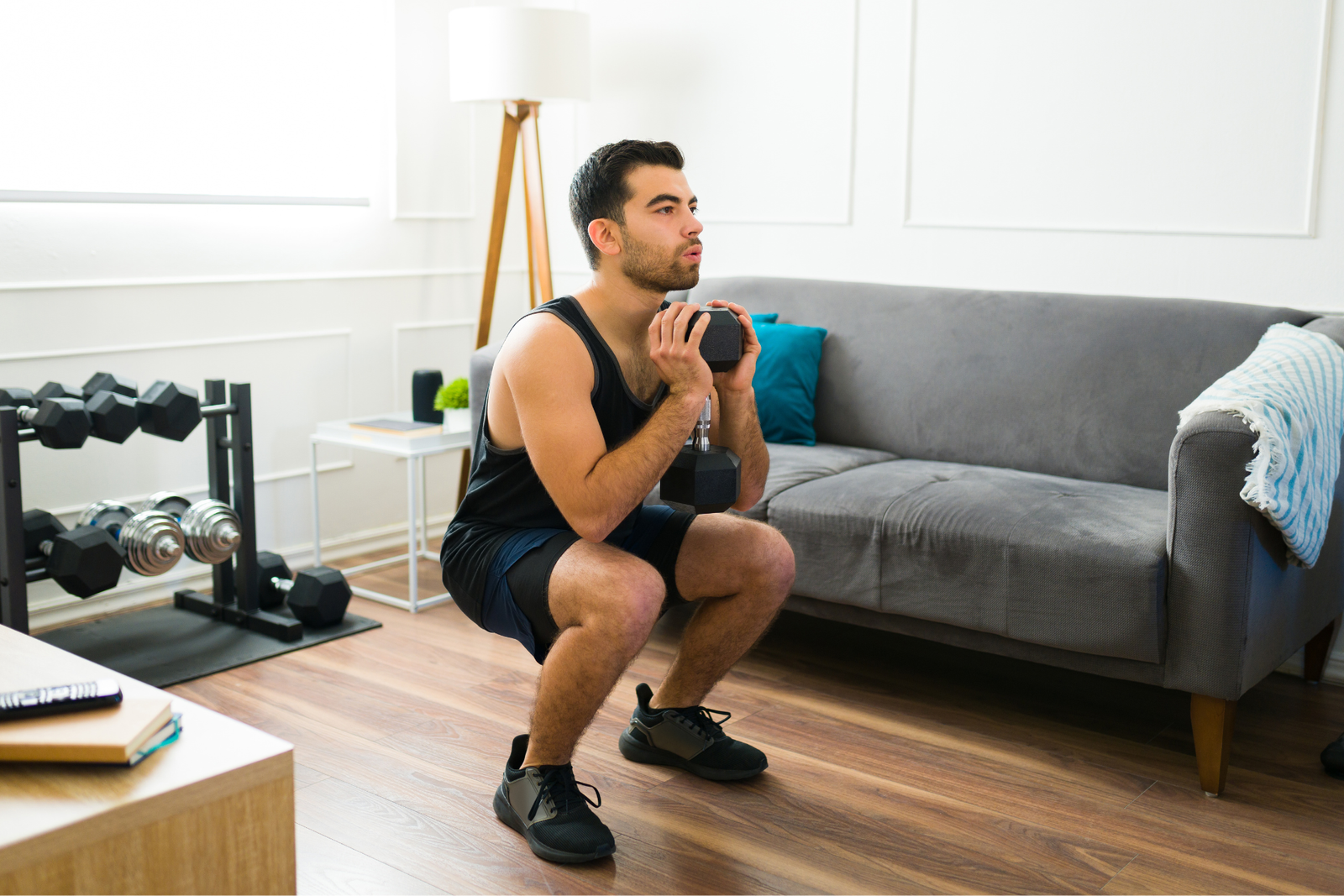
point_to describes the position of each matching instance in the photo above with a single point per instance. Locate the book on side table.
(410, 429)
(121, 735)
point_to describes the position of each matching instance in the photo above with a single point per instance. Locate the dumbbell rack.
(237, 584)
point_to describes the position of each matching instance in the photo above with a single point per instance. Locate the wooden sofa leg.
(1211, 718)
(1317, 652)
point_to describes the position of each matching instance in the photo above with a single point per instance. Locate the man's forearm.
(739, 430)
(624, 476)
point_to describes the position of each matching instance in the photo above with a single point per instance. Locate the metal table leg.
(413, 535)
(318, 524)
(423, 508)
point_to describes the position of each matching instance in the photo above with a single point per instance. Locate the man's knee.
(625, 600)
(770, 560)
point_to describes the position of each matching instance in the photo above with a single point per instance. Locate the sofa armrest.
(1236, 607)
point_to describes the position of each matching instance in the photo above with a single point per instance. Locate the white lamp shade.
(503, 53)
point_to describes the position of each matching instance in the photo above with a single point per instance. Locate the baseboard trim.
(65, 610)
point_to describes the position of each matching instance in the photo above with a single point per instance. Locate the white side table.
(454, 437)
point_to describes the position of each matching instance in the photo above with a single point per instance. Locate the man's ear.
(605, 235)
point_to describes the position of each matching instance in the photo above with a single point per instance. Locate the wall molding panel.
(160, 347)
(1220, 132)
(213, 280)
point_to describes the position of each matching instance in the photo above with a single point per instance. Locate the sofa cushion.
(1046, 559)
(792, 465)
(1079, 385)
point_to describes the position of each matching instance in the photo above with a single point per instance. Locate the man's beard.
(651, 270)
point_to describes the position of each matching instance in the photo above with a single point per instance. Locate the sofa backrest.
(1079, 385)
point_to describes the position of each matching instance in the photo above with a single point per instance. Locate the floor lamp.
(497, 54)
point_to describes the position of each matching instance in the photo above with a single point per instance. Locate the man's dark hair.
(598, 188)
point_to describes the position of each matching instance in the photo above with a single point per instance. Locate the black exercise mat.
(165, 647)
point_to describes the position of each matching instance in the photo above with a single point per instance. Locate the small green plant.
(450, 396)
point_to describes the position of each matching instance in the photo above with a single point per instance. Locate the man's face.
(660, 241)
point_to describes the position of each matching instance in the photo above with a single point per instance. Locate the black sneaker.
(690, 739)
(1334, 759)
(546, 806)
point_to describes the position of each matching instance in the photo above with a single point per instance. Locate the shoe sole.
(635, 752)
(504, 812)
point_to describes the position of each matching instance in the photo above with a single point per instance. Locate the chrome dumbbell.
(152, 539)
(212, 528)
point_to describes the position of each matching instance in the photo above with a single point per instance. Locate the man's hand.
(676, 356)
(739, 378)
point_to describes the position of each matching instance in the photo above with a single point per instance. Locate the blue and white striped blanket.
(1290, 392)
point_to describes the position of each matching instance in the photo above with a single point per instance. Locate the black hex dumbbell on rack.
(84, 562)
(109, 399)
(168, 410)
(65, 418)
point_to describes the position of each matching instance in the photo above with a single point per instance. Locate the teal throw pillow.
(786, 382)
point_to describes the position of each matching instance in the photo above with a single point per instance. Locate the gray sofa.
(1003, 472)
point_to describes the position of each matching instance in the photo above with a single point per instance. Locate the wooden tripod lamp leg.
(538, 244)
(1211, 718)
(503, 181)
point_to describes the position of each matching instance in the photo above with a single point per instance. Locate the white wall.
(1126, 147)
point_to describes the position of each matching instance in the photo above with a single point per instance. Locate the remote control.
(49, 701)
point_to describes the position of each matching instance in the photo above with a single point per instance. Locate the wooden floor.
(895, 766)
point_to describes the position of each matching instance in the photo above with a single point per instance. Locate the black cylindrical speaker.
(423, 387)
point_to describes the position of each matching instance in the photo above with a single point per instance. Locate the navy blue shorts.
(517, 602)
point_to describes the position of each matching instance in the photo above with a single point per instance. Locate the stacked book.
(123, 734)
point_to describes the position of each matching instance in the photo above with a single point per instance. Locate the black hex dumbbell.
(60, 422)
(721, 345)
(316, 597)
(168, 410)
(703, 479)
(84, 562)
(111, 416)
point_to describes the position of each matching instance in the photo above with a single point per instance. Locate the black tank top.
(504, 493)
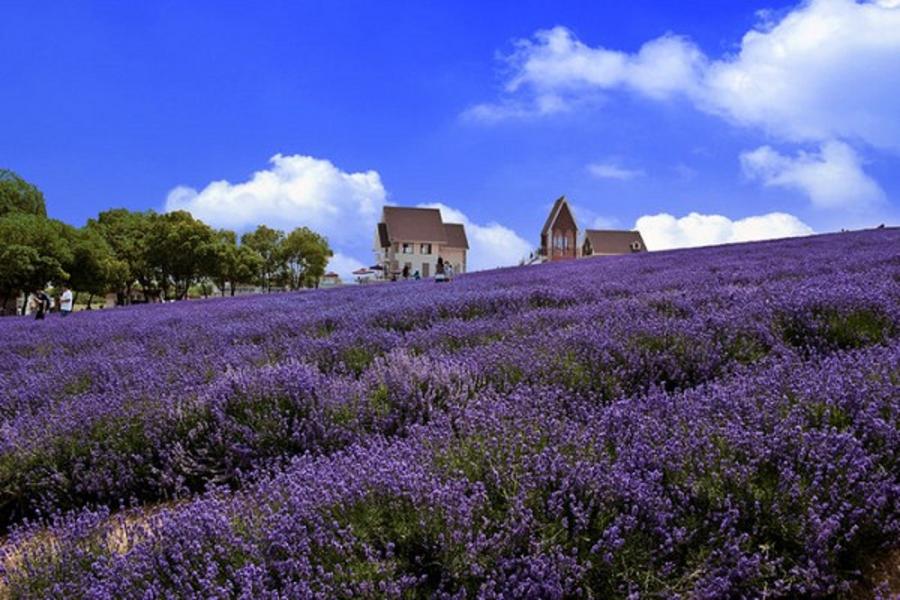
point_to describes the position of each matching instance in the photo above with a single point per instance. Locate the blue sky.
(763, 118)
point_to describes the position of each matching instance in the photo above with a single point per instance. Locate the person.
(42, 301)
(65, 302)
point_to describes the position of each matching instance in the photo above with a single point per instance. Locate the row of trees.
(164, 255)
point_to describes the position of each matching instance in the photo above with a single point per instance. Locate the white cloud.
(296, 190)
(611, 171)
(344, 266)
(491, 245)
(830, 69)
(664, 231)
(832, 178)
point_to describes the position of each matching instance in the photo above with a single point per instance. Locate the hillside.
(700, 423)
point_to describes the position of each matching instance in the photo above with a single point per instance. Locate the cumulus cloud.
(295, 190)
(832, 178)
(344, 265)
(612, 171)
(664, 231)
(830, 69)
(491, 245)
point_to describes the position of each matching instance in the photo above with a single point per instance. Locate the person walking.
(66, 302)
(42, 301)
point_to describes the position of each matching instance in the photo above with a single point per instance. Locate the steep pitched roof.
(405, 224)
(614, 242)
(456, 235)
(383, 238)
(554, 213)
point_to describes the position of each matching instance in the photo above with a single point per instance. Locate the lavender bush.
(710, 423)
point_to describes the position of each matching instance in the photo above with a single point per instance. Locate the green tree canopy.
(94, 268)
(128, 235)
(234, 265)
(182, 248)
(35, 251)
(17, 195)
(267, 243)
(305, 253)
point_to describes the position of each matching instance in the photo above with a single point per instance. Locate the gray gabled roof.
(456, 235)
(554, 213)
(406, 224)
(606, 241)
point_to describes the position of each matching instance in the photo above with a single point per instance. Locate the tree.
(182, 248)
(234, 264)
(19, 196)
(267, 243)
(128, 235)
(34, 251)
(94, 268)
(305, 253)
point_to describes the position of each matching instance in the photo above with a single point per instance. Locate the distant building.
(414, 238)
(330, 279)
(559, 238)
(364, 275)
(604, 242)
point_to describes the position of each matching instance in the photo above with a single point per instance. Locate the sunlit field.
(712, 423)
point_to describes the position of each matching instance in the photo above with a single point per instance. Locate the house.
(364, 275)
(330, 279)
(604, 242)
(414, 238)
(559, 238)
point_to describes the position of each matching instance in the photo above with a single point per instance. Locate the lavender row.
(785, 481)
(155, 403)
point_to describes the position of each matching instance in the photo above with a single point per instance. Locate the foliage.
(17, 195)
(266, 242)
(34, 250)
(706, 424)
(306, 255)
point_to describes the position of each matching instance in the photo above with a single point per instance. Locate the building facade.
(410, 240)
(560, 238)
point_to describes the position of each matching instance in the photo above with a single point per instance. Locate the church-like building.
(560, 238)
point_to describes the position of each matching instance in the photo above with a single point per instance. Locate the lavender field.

==========

### THE PROBLEM
An exact copy of all the entries above is required, with every picture left out.

### YOUR SOLUTION
point_to describes the position of each matching instance in the photo above with a single point per instance. Locate the book on side table.
(410, 429)
(121, 735)
point_to describes the position of each matching instance in the photo above with a single point per instance. Locate the dumbbell rack.
(237, 584)
point_to describes the position of each matching instance in the photo above with a single point per instance. Locate the wooden sofa leg.
(1211, 718)
(1317, 652)
point_to describes the position of each matching instance in the photo above with a single point per instance. Locate the man's forearm.
(739, 430)
(624, 476)
point_to describes the position of each matching instance in the photo above with a single point per instance. Locate the metal table leg.
(413, 535)
(318, 524)
(423, 508)
point_to describes the position of each matching instance in the photo above with a single point per instance. Locate the man's knee.
(625, 600)
(770, 560)
point_to describes the position of each matching instance in the photo above with a single point per instance. Locate the sofa armrest.
(1236, 607)
point_to describes the position of each matching instance in the photo above with a single point per instance. Locate the white lamp shade.
(503, 53)
point_to describes the position of each matching instance in the photo above with a single point per instance. Locate the baseboard trim.
(65, 610)
point_to describes the position of each matching instance in the photo above with a single point per instance. Locate the white side table.
(454, 437)
point_to describes the position of each matching instance in the photo above with a single point per instance. Locate the man's ear.
(605, 235)
point_to describes the position of each matching instance in the photo above with a single point per instance. Locate the wall molding panel.
(160, 347)
(1220, 132)
(213, 280)
point_to describes the position of each matching instance in the photo above with a single point per instance. Locate the sofa cushion.
(1046, 559)
(792, 465)
(1079, 385)
point_to describes the position of each matching instance in the photo above with a single point per instance. Locate the man's beard.
(651, 270)
point_to describes the position of each matching instance in the photo above with a single point per instance. Locate the sofa backrest.
(1079, 385)
point_to describes the position of each matching instance in the photo above with a single point per instance. Locate the floor lamp.
(497, 54)
point_to describes the position of each matching instance in the photo above with a single point per instance. Locate the man's dark hair.
(598, 188)
point_to describes the position of each matching instance in the photo above with a single point per instance. Locate the black exercise mat.
(165, 647)
point_to describes the position of each matching instance in the photo above with a single point per instance. Locate the small green plant.
(450, 396)
point_to describes the position of each matching instance in the photo above with a single point per instance. Locate the man's face.
(660, 241)
point_to describes the position of each matching instance in the photo above with a single point per instance. Locate the black sneaker.
(690, 739)
(1334, 759)
(546, 806)
point_to describes the position of each matching instance in the photo above with a single point per instance. Locate the shoe sole.
(635, 752)
(504, 812)
point_to describes the position of each matching instance in the photo above with a single point per instance. Locate the chrome dumbbell.
(152, 539)
(212, 528)
point_to describes the position of each matching instance in the photo above with a single point per instance. Locate the man's hand.
(676, 356)
(739, 378)
point_to describes the position of each matching instance in the photo above with a single point per instance. Locate the blue and white striped blanket.
(1290, 392)
point_to describes the position of each matching instance in the photo above with a single point per instance. Locate the black hex dumbbell on rack.
(84, 562)
(109, 399)
(168, 410)
(65, 418)
point_to describes the position of each matching instance in the photo above with a single point per instance. Locate the teal throw pillow.
(786, 382)
point_to describes the position of each matching instance in the photo above with a single point per instance. Locate the gray sofa.
(1003, 472)
point_to describes the position of each matching instance in the photo above with a single point per instance. Locate the wooden tripod lamp leg.
(538, 244)
(1211, 718)
(503, 181)
point_to describes the position of each matching instance in the photo above with a single point per instance. Locate the white wall.
(1126, 147)
point_to describes the position of each matching instance in the photo above with a single point per instance. Locate the remote control.
(49, 701)
point_to describes the position of each matching instance in the photo above with a single point per instance. Locate the wooden floor.
(895, 766)
point_to describes the position of each matching instance in the photo above with a single point per instance. Locate the black cylindrical speaker.
(423, 387)
point_to describes the position of each matching instance in the photo above with a single point per instance. Locate the navy blue shorts.
(517, 602)
point_to describes the position of each matching instance in the photo above with a single point per instance. Locate the stacked book.
(123, 734)
point_to describes the position of each matching instance in the photo above with a single point per instance. Locate the black hex dumbbell.
(60, 422)
(721, 345)
(316, 597)
(168, 410)
(703, 479)
(84, 562)
(111, 416)
point_to describes the position of each matching instance in the photo above with a single point per instance. Locate the black tank top.
(504, 493)
point_to describes the position of each matching instance in the photo above with a single point per instance. Locate the blue sky.
(763, 118)
point_to describes the position of each matching instance in the photo above with a single point per instance. Locate the person.
(42, 301)
(65, 302)
point_to describes the position of each matching instance in the photo above with a single point per instance. Locate the row of trees.
(164, 255)
point_to describes the position of each matching instance in the photo above with a single point per instance. Locate the white cloud.
(296, 190)
(611, 171)
(344, 266)
(491, 245)
(830, 69)
(664, 231)
(832, 178)
point_to describes the position of each matching instance in the photo above with a single point per instance. Locate the hillside.
(700, 423)
point_to describes the position of each matching instance in the photo above with a single point per instance. Locate the cumulus cloud.
(295, 190)
(832, 178)
(344, 265)
(612, 171)
(664, 231)
(830, 69)
(491, 245)
point_to describes the position of each matching instance in the photo above with a single point per instance. Locate the person walking.
(66, 302)
(42, 301)
point_to describes the position of each matching instance in the photo above with a single point per instance. Locate the steep pitched roof.
(405, 224)
(614, 242)
(456, 235)
(383, 238)
(554, 213)
point_to describes the position of each matching instance in the photo above with a single point per instance. Locate the lavender bush.
(710, 423)
point_to describes the position of each matching instance in the photo above with a single point per instance. Locate the green tree canopy.
(94, 268)
(128, 235)
(234, 265)
(182, 248)
(35, 251)
(17, 195)
(267, 243)
(305, 253)
point_to describes the position of each matching instance in the photo above with a single point per instance. Locate the gray gabled roof.
(456, 235)
(554, 213)
(406, 224)
(606, 241)
point_to describes the position of each matching instance in the photo above with a single point per instance. Locate the tree.
(182, 248)
(234, 264)
(19, 196)
(267, 243)
(128, 235)
(34, 251)
(94, 268)
(305, 253)
point_to describes the position of each matching instance in the photo above with a single point per instance. Locate the distant building.
(414, 238)
(330, 279)
(559, 238)
(364, 275)
(604, 242)
point_to describes the position of each matching instance in the photo above with a single point per instance. Locate the sunlit field.
(712, 423)
point_to describes the position of each matching instance in the photo above with a single point per instance. Locate the house.
(364, 275)
(330, 279)
(604, 242)
(414, 238)
(559, 238)
point_to describes the position of each matching instance in the photo above with a single point per instance. Locate the lavender row.
(785, 481)
(155, 403)
point_to describes the position of each matching instance in the photo above with a single point per instance. Locate the foliage.
(17, 195)
(266, 242)
(34, 250)
(706, 424)
(306, 255)
point_to describes the position of each matching instance in the photo above with a single point per instance. Locate the building facade.
(410, 240)
(560, 238)
point_to describes the position of each matching instance in the photo above with a single point per instance. Locate the church-like building.
(560, 238)
point_to describes the position of each matching instance in the photo above with a single point per instance. Locate the lavender field.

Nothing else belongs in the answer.